Selected excerpt:
In reading Wendi Thomas’ Jan. 13 column "Forrest marker stopped by black man" I was reminded of the old adage, "Those who fail to remember history are condemned to repeat it." In reading the reader responses I was prompted to coin my own version: Those who fail to move past their history are condemned to continue suffering it.
Both the column and the reader comments seem to advocate either branding Nathan Bedford Forrest a war criminal or casting him as a war hero who "fought the good fight." I typically find the truth is somewhere between two such extreme viewpoints. Whether he was a war criminal or a soldier whose exploits gave hope to a rebel nation inexorably moving toward humiliating defeat is almost beside the point. His true legacy is to remain a flash point for the racial animosity that will likely remain a metastasizing cancer for Memphis.
When he delivered his farewell address to his troops, Forrest acknowledged the "feelings of animosity, hatred and revenge" produced by the war and encouraged his men to resist those feelings. Isn’t it tragic that we, the community of Memphis, fail to comprehend a truth that someone many consider a monster was able to perceive?
One hundred fifty years have passed and the conversation has now been hijacked by the minority of people who cannot get past their history. Those of us who realize we owe it to our ancestors to remember the past but also owe it to our children to move past that same history are held hostage by these extremists. They can’t move forward, so we are all held to suffer.

Data section:
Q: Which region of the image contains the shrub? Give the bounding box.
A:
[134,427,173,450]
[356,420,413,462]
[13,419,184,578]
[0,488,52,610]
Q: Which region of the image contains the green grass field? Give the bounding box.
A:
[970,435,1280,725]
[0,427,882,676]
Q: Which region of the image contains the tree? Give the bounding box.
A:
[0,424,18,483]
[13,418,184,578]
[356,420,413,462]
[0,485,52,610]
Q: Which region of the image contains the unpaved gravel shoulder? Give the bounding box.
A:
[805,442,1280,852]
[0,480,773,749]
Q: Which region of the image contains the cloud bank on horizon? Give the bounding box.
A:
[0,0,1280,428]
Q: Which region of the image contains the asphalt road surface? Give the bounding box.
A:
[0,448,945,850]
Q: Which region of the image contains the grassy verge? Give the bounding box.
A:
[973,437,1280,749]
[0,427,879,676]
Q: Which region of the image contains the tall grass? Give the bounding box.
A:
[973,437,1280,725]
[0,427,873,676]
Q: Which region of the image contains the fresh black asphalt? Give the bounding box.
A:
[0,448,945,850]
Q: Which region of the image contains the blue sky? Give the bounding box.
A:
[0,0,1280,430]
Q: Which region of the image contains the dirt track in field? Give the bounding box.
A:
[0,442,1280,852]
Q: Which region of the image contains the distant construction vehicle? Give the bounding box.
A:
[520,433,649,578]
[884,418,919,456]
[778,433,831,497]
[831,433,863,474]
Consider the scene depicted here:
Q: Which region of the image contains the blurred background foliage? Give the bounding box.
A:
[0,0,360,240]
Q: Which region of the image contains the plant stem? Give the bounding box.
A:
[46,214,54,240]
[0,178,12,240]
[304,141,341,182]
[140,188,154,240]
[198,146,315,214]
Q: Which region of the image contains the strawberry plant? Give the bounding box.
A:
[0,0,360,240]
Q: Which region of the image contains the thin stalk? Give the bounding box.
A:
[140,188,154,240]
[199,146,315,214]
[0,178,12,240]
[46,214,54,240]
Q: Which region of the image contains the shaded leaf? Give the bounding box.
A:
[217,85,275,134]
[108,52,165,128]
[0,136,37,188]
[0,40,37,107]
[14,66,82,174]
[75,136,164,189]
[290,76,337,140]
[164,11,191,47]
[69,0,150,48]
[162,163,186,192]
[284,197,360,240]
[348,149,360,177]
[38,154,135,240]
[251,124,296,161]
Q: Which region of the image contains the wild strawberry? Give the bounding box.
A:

Aim of the exercise:
Copy out the commentary on Nathan Bedford Forrest's legacy in full, word for word. The lines were taken from a separate source.

Response to this task:
In reading Wendi Thomas’ Jan. 13 column "Forrest marker stopped by black man" I was reminded of the old adage, "Those who fail to remember history are condemned to repeat it." In reading the reader responses I was prompted to coin my own version: Those who fail to move past their history are condemned to continue suffering it.
Both the column and the reader comments seem to advocate either branding Nathan Bedford Forrest a war criminal or casting him as a war hero who "fought the good fight." I typically find the truth is somewhere between two such extreme viewpoints. Whether he was a war criminal or a soldier whose exploits gave hope to a rebel nation inexorably moving toward humiliating defeat is almost beside the point. His true legacy is to remain a flash point for the racial animosity that will likely remain a metastasizing cancer for Memphis.
When he delivered his farewell address to his troops, Forrest acknowledged the "feelings of animosity, hatred and revenge" produced by the war and encouraged his men to resist those feelings. Isn’t it tragic that we, the community of Memphis, fail to comprehend a truth that someone many consider a monster was able to perceive?
One hundred fifty years have passed and the conversation has now been hijacked by the minority of people who cannot get past their history. Those of us who realize we owe it to our ancestors to remember the past but also owe it to our children to move past that same history are held hostage by these extremists. They can’t move forward, so we are all held to suffer.